→ **Problem**
Pull out every line of the records below that contains the string "green".

Position identification records
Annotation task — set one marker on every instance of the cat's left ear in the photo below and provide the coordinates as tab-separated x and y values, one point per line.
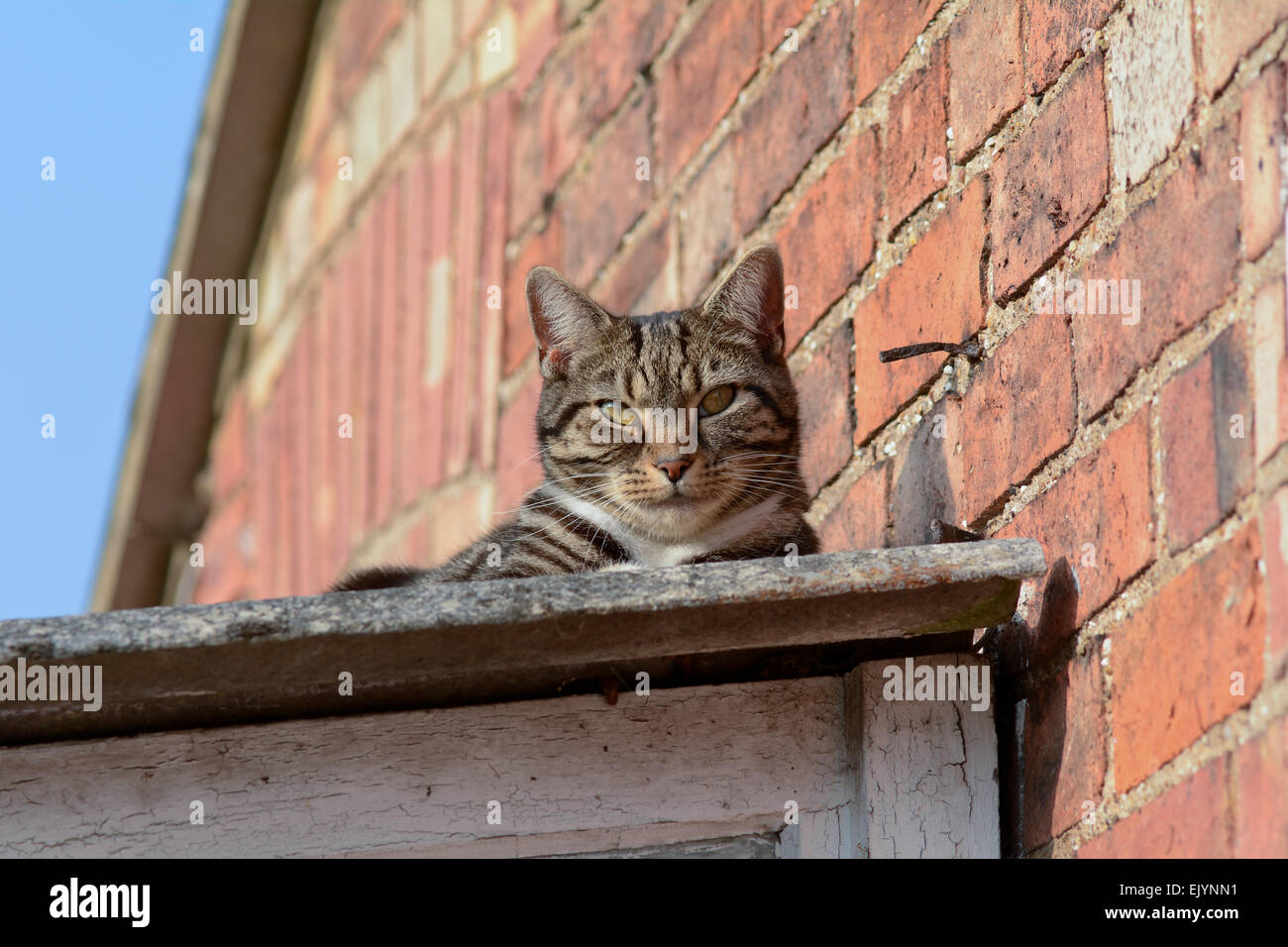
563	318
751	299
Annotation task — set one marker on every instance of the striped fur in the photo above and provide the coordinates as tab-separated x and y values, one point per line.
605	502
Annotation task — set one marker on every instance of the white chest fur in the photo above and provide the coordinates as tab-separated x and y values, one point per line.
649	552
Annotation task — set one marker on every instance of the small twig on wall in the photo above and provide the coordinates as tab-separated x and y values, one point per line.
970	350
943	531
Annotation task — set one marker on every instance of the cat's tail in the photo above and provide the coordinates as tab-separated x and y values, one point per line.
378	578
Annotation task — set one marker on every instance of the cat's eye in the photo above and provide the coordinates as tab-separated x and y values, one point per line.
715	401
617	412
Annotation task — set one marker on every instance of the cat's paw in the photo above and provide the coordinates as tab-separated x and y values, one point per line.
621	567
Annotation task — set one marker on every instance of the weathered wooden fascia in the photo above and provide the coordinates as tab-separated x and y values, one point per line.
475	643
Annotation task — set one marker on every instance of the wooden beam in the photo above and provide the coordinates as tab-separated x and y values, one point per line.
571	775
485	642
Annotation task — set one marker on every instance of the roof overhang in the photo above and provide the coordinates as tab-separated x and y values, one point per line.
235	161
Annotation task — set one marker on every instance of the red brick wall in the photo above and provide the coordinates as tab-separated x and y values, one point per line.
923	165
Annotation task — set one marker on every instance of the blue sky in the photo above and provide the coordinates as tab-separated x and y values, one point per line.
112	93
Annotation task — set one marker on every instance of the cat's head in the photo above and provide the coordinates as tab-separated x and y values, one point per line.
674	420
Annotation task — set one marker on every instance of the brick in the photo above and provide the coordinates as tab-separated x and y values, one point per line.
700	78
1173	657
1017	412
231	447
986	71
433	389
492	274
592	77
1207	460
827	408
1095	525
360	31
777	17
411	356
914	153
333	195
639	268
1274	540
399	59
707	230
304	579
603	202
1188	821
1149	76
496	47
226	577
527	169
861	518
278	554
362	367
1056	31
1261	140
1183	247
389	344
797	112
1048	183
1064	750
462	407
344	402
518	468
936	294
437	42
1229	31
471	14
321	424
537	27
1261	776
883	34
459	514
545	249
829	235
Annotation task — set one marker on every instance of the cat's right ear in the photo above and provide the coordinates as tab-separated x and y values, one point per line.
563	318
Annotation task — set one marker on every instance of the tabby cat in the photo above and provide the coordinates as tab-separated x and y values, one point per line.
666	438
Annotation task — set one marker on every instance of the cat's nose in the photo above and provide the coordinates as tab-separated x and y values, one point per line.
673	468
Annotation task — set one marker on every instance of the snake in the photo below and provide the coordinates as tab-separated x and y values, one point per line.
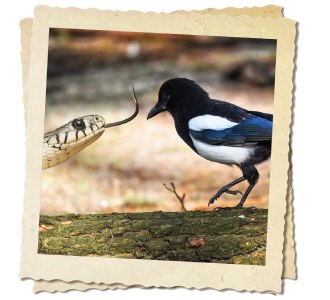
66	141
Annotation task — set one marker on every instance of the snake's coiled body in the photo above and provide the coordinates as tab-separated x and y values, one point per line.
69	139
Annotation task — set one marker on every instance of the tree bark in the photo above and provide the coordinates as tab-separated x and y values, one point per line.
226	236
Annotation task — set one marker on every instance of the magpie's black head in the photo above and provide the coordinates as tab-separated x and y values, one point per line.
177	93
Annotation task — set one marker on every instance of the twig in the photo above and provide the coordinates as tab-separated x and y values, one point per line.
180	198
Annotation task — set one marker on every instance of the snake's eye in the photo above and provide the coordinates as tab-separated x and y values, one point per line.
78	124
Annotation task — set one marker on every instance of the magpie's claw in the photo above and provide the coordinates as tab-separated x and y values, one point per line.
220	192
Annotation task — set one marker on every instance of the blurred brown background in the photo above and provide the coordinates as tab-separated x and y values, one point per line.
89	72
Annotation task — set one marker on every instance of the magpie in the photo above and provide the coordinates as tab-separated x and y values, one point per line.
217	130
* * *
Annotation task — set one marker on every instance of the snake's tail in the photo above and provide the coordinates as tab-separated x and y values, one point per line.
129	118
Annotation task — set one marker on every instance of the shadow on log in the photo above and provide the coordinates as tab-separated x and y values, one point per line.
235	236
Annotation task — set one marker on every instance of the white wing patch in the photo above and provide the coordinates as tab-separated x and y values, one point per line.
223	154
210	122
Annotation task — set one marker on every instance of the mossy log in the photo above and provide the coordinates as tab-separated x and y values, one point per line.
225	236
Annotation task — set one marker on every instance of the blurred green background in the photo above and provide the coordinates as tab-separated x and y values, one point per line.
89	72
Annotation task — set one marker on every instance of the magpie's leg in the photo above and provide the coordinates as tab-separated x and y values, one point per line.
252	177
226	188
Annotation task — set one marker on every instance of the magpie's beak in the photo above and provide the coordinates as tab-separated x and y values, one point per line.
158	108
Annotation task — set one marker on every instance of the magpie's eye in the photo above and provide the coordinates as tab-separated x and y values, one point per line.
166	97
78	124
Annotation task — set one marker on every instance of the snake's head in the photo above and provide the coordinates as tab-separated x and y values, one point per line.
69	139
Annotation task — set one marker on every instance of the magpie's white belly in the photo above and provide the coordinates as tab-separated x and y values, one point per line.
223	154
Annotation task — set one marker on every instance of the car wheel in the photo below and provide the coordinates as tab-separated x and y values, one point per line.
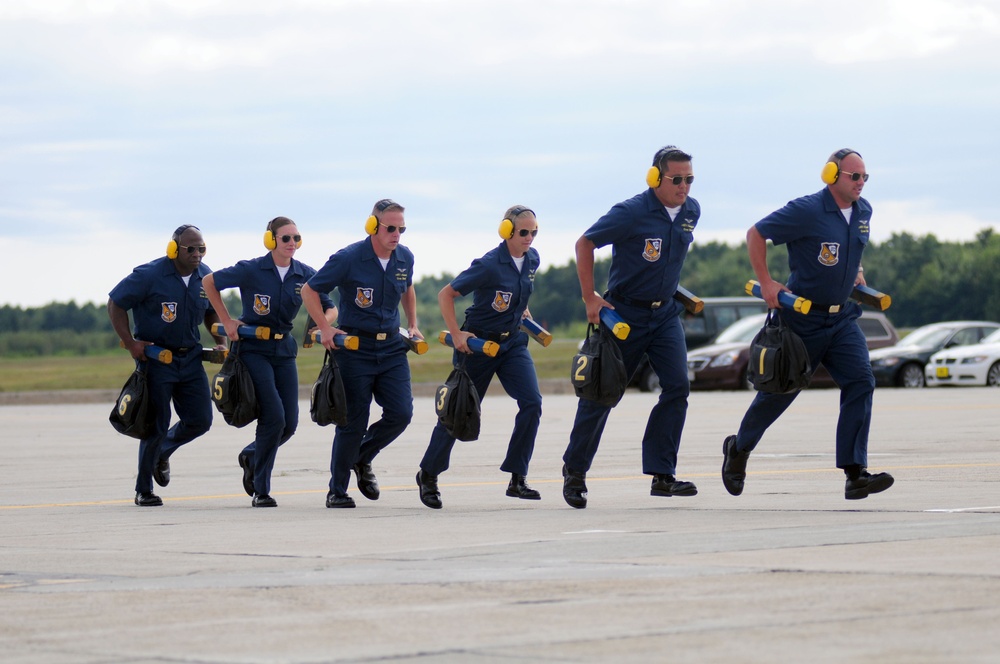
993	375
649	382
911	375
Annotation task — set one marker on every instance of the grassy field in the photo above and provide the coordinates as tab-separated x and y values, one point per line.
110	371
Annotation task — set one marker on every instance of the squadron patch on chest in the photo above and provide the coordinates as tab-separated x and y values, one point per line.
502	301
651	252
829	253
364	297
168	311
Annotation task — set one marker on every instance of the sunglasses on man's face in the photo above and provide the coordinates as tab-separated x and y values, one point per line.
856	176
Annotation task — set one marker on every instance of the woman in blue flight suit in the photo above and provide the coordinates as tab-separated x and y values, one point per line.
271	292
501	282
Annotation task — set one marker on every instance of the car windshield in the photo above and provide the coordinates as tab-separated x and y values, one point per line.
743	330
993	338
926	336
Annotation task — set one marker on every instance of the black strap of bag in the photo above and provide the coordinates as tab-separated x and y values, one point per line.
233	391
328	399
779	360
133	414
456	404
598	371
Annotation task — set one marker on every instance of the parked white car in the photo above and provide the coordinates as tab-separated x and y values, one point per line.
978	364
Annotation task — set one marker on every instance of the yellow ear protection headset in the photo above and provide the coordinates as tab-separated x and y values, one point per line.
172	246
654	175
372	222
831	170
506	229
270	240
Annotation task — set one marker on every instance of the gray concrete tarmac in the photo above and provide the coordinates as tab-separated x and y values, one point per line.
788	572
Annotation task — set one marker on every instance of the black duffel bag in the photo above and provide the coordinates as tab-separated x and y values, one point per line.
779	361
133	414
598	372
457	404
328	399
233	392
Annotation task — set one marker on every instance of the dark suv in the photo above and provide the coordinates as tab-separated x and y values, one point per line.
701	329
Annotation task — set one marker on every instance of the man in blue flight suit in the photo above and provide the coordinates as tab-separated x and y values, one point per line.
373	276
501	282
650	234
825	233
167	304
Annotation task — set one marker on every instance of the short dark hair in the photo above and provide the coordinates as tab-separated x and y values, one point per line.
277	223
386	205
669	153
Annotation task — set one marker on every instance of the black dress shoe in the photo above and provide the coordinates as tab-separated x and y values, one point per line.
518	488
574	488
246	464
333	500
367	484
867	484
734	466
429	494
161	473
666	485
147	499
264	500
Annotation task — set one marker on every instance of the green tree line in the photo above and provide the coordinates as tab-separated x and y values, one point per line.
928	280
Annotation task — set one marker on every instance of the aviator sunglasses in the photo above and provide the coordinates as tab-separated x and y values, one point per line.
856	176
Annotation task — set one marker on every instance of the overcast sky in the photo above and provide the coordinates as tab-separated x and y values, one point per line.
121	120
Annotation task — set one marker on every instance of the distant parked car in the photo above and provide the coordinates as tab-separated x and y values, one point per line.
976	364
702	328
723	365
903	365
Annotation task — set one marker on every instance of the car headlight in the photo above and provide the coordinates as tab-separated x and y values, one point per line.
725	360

→ **Result below**
Annotation task — set one marker on every instance of the blurred green background in the photo above and provide the coordinates as tab-separated x and y values, one point per line.
Annotation task — set one marker on every instance of the green tree line in the photo above and provide the coordinates as tab-separated x and y values, one point per line.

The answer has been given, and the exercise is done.